November 21, 2009
Sumber: http://tarmidi.wordpress.com/
PENDAHULUAN
Kondisi riil mahasiswa dalam proses pembelajaran di perguruan tinggi lebih menitikberatkan pada sentuhan aspek kognitif saja dan kurang memperhatikan softskill mahasiswa. Realitas menunjukkan bahwa ketercapaian Indeks Prestasi (IP) baru bisa menggambarkan kualitas seseorang dalam aspek kognitif dan belum bisa menunjukkan kualifikasi seseorang dalam bidang softskill atau disebut juga dengan keterampilan sosial. Berdasarkan hasil survei National Association of Colleges and Employers, USA, 2002 (disurvei dari 457 pimpinan), ternyata Indeks Prestasi Kumulatif (IPK) bukanlah hal yang dianggap penting di dalam dunia kerja, jauh lebih penting adalah softskill yang antara lain adalah Kemampuan Komunikasi, Kejujuran dan Kerja sama, Motivasi, Kemampuan beradaptasi, Kompetensi interpersonal lainnya, dengan orientasi nilai yang menjunjung kinerja yang efektif (fk.umy.ac.id). Hal ini senada dengan penelitian yang dilakukan oleh Asosiasi MBA dunia yang dilakukan terhadap lulusan program MBA menyimpulkan bahwa softskill lebih berperan dalam peningkatan karir. Penelitian ini dilakukan tahun 2008 danmerupakan penilitian lanjutan yang dimulai sejak tahun 2006 (www.trainingjournal.com). Dari hasil survei, yang dilakukan Pusat Kurikulum Depdiknas terungkap bahwa kunci kesuksesan adalah 80% mindset dan 20% technical skills. (www.its.ac.id).

_DAFTAR TUGAS_:
[1] Sebutkan semua alamat situs yang dicantumkan di dalam tanda kurung pada tulisan tentang softskill mahasiswa.
[2] Menurut tulisan tentang softskill mahasiswa, berapa jumlah pimpinan yang disurvei oleh National Association of Colleges and Employers pada tahun 2002?
[3] Lanjutkan tulisan tentang softskill mahasiswa mulai dari kalimat terakhirnya.

_BAHAN YANG DISEDIAKAN_:

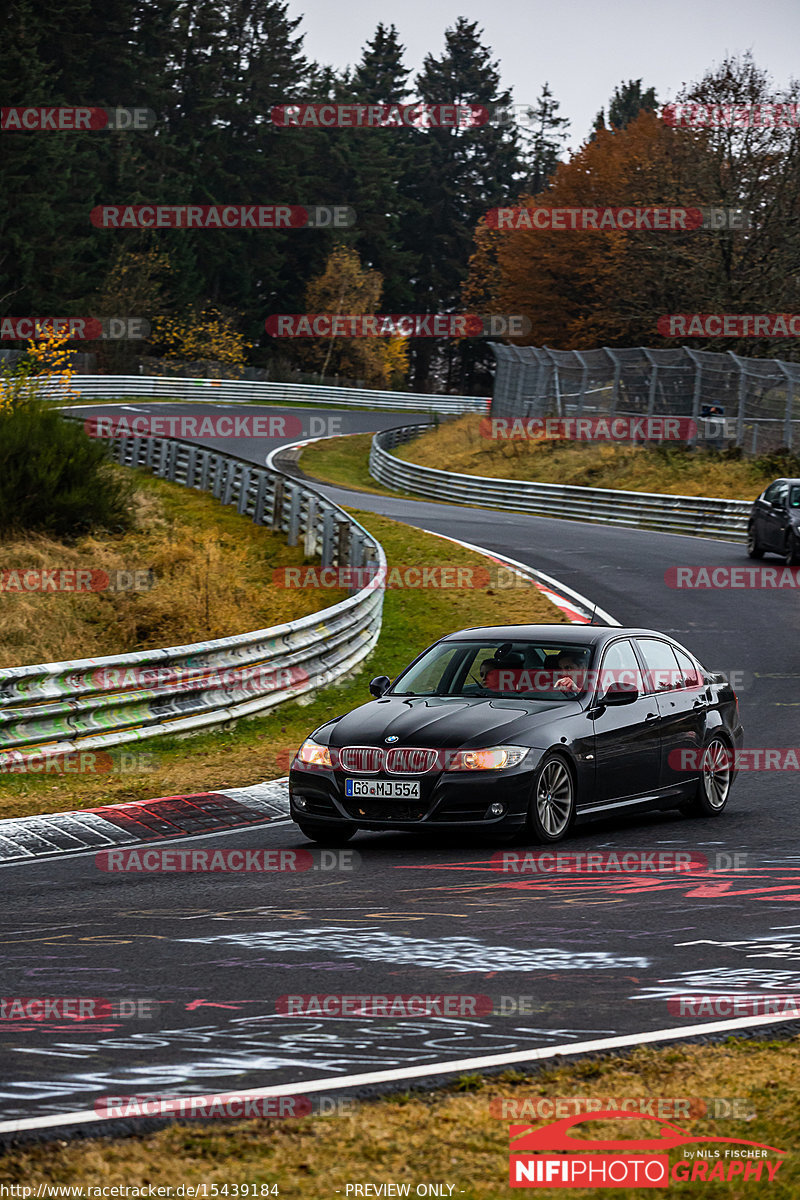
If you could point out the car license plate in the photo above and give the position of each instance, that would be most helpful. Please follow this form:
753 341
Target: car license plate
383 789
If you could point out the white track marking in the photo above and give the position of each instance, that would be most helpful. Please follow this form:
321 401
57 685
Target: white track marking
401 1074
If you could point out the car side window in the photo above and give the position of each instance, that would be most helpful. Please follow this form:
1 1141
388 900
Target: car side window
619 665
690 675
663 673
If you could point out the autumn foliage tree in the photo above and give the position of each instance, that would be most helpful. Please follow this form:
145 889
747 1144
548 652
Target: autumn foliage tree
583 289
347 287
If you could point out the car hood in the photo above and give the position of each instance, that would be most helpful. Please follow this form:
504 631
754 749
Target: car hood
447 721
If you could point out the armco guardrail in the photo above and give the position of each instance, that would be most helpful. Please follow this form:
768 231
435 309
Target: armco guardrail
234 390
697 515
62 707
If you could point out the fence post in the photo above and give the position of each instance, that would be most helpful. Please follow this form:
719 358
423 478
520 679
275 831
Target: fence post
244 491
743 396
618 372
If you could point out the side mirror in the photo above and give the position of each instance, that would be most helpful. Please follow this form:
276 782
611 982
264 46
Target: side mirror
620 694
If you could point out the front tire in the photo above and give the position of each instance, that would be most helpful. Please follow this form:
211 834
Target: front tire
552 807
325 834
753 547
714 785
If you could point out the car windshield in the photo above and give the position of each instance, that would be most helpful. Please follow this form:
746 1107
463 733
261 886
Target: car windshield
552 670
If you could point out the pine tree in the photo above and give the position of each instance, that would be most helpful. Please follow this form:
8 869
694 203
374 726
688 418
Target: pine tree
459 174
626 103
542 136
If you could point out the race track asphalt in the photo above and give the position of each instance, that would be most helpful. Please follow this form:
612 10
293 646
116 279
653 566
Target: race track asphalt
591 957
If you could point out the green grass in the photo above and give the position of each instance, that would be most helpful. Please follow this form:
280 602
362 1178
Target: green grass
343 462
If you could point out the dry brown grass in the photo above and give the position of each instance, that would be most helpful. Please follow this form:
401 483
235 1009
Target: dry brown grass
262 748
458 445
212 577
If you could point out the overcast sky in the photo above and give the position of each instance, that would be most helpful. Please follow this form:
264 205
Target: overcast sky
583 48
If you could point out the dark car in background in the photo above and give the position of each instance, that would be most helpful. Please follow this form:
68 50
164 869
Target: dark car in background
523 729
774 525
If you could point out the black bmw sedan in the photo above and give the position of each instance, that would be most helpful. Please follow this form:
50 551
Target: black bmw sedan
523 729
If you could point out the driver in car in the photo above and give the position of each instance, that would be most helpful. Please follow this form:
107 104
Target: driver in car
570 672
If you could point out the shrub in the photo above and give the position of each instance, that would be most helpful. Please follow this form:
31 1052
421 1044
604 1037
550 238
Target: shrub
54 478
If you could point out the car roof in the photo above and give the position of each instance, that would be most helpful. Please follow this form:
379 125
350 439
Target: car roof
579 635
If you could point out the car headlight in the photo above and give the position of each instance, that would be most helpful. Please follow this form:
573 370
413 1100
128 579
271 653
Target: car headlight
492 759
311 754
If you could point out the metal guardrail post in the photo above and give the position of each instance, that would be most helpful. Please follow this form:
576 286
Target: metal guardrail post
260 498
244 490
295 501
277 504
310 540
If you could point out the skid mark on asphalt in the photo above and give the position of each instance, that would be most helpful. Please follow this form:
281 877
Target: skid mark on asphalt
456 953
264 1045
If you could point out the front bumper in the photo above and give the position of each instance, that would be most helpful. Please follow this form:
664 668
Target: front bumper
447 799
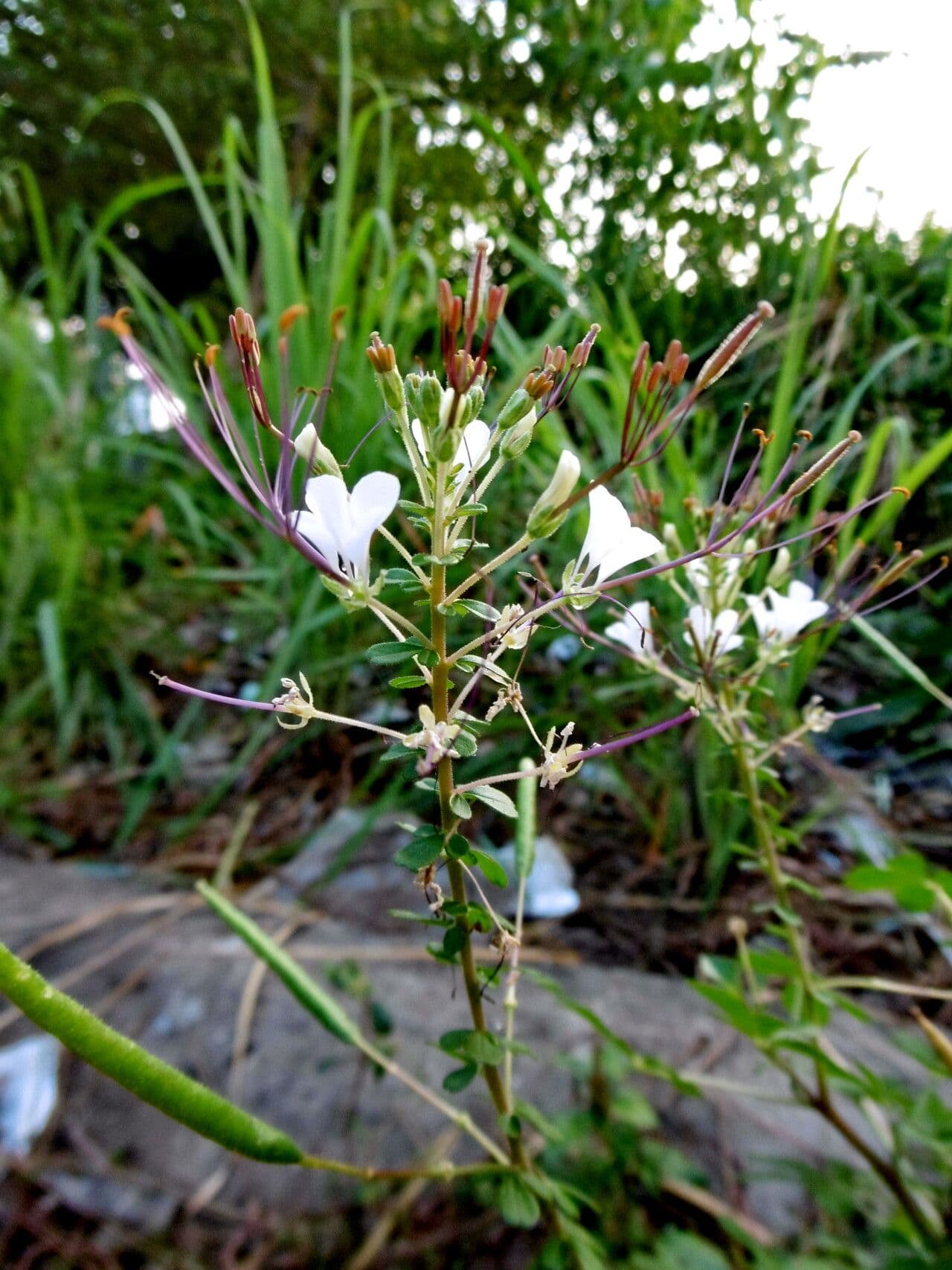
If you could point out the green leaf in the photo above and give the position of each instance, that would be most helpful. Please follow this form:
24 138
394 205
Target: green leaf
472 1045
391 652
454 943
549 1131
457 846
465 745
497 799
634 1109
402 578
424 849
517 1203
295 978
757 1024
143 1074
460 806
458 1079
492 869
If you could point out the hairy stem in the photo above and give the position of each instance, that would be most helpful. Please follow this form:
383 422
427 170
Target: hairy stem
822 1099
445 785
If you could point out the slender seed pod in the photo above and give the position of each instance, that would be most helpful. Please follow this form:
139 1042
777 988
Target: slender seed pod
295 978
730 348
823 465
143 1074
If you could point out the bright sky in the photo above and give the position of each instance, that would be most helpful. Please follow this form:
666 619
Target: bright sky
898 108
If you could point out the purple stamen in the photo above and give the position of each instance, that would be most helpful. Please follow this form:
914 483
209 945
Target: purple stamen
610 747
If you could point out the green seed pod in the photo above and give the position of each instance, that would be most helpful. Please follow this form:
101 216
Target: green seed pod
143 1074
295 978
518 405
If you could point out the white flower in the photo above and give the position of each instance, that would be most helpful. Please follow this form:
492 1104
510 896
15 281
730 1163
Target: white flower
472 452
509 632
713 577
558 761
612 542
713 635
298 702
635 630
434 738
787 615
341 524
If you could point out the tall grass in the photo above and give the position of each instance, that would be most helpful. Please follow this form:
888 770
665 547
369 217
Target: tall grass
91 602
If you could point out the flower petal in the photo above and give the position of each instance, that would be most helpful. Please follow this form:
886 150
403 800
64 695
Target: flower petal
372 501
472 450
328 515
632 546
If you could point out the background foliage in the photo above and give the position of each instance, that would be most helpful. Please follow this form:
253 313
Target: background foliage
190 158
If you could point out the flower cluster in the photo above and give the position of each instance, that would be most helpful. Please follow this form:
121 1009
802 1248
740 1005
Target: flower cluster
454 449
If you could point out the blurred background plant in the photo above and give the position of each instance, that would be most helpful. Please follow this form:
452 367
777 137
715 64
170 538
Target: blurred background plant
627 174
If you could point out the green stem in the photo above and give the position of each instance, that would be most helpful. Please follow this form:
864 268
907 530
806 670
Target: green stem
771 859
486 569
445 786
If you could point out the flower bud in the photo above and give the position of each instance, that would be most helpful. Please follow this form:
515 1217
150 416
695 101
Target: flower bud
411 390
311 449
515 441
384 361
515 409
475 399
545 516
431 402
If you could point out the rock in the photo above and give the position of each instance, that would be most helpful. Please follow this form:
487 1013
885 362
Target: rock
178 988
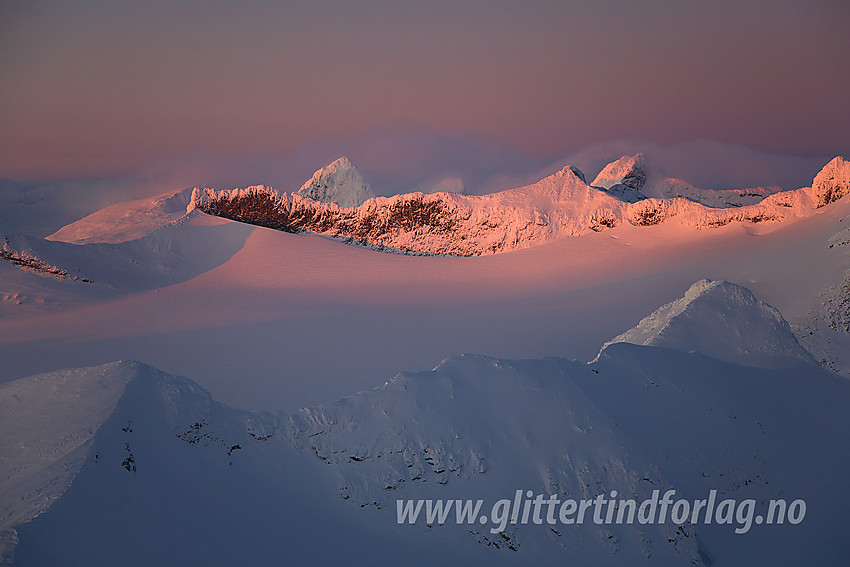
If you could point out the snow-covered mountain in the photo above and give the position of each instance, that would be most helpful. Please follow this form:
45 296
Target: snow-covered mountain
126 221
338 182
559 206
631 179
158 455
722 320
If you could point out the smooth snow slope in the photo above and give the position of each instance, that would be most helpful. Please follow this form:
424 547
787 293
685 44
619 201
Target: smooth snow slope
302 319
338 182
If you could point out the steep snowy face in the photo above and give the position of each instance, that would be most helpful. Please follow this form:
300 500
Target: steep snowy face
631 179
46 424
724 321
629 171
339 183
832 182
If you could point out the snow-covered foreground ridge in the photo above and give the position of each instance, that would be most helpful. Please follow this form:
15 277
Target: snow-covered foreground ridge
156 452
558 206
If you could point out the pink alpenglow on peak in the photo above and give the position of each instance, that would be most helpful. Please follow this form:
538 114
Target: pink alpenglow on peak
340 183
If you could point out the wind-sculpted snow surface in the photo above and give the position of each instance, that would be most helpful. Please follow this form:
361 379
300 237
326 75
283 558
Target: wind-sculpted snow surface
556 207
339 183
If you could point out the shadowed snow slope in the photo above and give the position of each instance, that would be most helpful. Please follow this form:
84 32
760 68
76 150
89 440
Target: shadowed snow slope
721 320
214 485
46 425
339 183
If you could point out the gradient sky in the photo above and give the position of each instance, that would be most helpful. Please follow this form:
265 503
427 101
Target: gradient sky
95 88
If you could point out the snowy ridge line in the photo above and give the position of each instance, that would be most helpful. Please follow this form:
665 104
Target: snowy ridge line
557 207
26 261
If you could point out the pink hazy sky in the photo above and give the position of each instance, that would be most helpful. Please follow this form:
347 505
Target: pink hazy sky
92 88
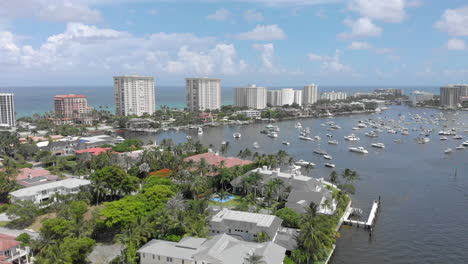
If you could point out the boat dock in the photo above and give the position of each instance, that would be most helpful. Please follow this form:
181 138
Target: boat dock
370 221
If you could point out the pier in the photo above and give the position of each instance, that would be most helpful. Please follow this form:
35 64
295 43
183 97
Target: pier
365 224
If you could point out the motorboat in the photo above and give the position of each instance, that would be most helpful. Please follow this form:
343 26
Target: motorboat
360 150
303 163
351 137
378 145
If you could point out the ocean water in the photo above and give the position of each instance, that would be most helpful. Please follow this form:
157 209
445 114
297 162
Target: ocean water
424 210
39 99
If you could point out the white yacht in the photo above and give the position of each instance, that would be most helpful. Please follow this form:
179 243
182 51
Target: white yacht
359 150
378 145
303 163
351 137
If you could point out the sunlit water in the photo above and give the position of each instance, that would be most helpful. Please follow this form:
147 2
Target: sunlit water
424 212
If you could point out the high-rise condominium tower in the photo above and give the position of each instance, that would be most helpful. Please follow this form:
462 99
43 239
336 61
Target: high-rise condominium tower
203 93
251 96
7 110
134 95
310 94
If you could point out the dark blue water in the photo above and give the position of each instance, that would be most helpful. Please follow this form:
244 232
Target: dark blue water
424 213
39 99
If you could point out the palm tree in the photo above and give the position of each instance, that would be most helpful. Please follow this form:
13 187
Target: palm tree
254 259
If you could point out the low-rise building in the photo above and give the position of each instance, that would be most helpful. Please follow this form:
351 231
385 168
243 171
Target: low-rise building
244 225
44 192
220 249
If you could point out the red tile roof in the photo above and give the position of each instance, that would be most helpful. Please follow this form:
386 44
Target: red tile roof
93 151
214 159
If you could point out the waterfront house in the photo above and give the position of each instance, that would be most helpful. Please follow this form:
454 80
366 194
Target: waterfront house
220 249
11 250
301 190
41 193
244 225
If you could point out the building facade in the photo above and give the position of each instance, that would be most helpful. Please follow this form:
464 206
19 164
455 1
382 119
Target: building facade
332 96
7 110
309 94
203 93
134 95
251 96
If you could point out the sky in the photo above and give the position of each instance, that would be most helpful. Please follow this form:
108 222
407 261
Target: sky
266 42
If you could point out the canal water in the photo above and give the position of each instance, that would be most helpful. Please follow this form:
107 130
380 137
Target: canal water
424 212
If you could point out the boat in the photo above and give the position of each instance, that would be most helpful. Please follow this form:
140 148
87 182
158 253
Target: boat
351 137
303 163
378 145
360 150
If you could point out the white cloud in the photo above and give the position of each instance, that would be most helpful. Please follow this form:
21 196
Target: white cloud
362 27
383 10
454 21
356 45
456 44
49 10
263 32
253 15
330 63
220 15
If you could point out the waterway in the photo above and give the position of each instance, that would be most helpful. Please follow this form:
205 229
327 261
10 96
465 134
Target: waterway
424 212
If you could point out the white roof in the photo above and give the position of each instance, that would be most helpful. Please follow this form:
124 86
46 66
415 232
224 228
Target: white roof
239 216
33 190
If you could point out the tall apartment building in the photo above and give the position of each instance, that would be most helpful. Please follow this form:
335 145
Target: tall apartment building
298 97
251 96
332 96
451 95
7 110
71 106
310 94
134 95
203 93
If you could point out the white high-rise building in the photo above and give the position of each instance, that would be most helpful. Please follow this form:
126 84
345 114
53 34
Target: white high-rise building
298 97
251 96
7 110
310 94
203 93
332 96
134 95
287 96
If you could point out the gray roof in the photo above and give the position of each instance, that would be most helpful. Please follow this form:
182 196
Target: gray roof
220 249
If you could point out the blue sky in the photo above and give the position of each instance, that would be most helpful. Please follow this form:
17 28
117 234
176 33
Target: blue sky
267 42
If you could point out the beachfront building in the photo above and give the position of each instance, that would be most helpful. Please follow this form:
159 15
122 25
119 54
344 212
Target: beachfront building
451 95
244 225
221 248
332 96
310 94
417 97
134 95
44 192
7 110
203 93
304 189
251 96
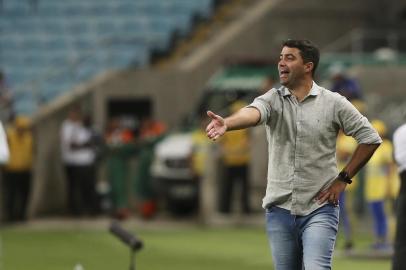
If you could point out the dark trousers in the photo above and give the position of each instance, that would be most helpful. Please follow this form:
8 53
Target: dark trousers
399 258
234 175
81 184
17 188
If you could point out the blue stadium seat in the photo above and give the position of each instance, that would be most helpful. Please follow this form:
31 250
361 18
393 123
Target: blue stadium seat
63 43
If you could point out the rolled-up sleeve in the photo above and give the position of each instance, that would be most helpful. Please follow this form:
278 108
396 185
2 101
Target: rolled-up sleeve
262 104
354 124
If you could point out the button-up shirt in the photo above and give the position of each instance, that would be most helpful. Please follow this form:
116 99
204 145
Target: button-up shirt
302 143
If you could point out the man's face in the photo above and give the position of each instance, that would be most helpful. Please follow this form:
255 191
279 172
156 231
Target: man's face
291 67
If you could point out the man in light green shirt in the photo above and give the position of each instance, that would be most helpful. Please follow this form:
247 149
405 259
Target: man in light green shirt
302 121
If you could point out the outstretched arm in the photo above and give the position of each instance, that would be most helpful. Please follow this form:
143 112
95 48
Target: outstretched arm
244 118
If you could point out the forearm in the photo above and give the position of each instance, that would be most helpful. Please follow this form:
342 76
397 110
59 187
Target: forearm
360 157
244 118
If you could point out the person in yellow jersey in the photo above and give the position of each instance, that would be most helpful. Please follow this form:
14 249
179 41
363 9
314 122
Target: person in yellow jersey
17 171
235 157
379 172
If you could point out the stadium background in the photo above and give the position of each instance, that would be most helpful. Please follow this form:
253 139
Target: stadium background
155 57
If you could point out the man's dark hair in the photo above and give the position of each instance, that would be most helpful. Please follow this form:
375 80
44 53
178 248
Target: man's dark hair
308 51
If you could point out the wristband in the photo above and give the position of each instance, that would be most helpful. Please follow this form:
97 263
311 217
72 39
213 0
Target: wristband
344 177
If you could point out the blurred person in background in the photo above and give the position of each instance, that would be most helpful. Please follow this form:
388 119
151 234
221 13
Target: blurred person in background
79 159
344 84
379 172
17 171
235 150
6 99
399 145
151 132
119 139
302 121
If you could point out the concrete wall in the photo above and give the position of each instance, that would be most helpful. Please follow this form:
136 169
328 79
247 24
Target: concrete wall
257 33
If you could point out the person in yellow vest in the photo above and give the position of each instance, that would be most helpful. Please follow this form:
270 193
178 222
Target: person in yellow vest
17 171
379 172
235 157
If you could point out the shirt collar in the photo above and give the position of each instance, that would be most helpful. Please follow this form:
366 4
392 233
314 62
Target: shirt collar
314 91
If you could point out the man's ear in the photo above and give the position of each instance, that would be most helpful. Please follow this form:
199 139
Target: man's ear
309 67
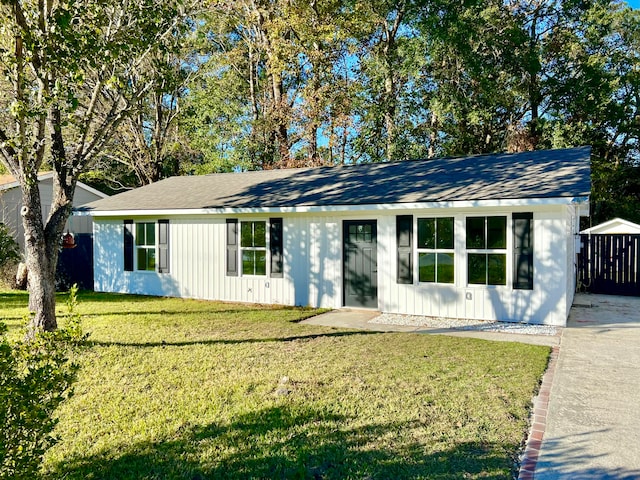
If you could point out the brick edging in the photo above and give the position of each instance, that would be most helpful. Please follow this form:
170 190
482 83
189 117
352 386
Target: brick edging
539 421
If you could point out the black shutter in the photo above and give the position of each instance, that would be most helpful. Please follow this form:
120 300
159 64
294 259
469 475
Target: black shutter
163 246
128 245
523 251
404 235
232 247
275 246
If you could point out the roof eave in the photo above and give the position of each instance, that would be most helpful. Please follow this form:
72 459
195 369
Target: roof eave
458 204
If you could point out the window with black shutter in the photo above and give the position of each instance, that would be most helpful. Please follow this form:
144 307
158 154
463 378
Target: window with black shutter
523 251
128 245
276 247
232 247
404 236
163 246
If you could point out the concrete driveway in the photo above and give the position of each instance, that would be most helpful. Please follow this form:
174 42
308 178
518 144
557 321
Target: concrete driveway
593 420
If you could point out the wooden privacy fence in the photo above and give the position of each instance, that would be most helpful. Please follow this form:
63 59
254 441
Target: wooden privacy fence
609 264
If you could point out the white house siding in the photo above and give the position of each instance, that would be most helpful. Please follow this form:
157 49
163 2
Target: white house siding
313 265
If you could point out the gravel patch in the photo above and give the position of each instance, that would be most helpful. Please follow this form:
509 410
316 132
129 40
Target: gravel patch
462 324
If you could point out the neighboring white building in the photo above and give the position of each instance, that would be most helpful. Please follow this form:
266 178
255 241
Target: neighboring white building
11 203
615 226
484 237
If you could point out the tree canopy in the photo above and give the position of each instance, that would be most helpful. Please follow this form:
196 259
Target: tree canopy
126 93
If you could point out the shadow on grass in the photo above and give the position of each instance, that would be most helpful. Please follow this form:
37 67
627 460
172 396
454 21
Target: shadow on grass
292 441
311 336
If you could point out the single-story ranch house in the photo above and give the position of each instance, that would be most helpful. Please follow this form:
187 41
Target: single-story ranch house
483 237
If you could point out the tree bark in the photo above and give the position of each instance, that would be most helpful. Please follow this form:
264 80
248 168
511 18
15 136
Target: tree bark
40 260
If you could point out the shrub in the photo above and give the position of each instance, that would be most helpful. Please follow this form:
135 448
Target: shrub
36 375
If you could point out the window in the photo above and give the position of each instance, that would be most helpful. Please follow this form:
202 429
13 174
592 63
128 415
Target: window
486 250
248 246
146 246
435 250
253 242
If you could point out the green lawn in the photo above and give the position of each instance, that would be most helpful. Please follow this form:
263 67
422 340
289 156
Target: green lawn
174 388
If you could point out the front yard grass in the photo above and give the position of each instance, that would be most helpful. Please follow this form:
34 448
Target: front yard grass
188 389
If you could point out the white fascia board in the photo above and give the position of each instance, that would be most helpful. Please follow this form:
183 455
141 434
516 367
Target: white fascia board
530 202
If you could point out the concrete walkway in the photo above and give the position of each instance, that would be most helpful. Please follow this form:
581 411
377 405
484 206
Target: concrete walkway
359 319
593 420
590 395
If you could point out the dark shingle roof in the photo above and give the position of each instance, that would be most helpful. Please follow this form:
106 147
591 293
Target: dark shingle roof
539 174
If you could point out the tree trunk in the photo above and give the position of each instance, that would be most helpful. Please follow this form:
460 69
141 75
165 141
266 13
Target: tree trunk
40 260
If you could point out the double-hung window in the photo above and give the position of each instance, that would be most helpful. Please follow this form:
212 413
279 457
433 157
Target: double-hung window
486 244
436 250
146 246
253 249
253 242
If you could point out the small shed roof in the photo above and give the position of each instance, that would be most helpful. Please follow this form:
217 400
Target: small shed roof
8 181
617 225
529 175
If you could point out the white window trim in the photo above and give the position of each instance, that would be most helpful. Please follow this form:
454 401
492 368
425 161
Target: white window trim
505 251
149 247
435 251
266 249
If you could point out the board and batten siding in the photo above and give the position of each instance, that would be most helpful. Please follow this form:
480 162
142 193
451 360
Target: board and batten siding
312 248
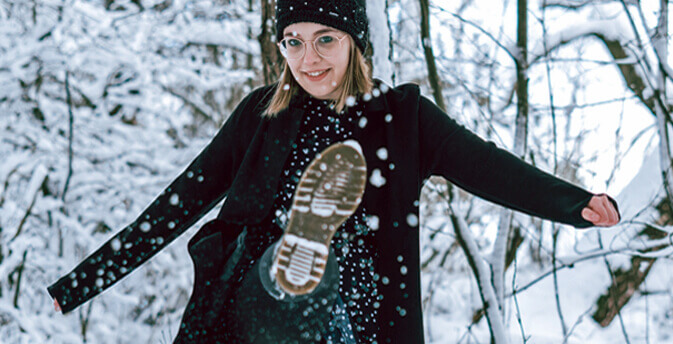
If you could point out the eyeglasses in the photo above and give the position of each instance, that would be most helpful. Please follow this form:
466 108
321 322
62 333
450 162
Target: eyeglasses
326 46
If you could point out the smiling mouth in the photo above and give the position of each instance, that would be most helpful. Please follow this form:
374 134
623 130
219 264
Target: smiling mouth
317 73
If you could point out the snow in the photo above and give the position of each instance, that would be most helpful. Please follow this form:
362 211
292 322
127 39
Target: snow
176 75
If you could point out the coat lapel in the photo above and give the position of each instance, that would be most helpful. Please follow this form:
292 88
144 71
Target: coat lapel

_JAWABAN SETIAP TUGAS_:
[1] fk.umy.ac.id, www.trainingjournal.com, www.its.ac.id

[2] Survei itu melibatkan 457 pimpinan.

[3]
Berbagai penelitian yang sejalan dengan pentingnya pengembangan softskill mendukung hal ini, diantaranya berdasarkan hasil beberapa jajak pendapat (tracer study) yang dilakukan perguruan tinggi di Indonesia, kompetensi sarjana di dunia kerja dibagi dua aspek. Pertama, aspek teknis berhubungan dengan latar belakang keahlian atau keahlian yang diperlukan di dunia kerja. Kedua, aspek non teknis mencakup motivasi, adaptasi, komunikasi, kerjasama tim, pemecahan persoalan, manajemen stress dan kepemimpinan dsb. Masing-masing dunia usaha/industri dapat memberikan sederet kompetensi teknis maupun non teknis yang berbeda. Namun, pada umumnya jenis kompetensi non teknis lebih banyak dibandingkan dengan kompetensi teknis. Dalam dunia industri dan akademik terdapat perbedaan sudut pandang dan pengharapan dari lulusan, oleh karena itu perlu dibangun mind set yang sama dan pengembangan kepribadian atau perilaku. Sebagai contoh, salah satu indikator kebagusan program studi saat ini adalah jika lulusannya memiliki waktu tunggu yang singkat untuk mendapatkan pekerjaan pertama. Namun, industri mengatakan bukan itu, melainkan seberapa tangguh seorang lulusan untuk memiliki komitmen atas perjanjian yang telah dibuatnya pada pekerjaan pertama.
Pemaparan diatas memperlihatkan bahwa keterkaitan kurikulum dengan pengembangan softskill mahasiswa terutama ketika ia menjadi sarjana. Untuk mengatasi kesenjangan tersebut Depdiknas mulai memberlakukan kurikulum berbasis kompetensi sejak tahun 2002. Kebijakan ini tertuang dalam Keputusan Menteri Pendidikan Nasional Nomor 232/U/2000 dan Nomor 045/U/2002 yang mengamanatkan penyusunan kurikulum pendidikan tinggi yang berbasis kompetensi untuk setiap program studi oleh kalangan perguruan tinggi (PT) yang bersangkutan (bukan oleh pemerintah). Jadi PT diberi otonomi/kewenangan dalam menentukan kurikulum program studi yang diselenggara-kannya. Kurikulum tidak lagi ditetapkan oleh pemerintah.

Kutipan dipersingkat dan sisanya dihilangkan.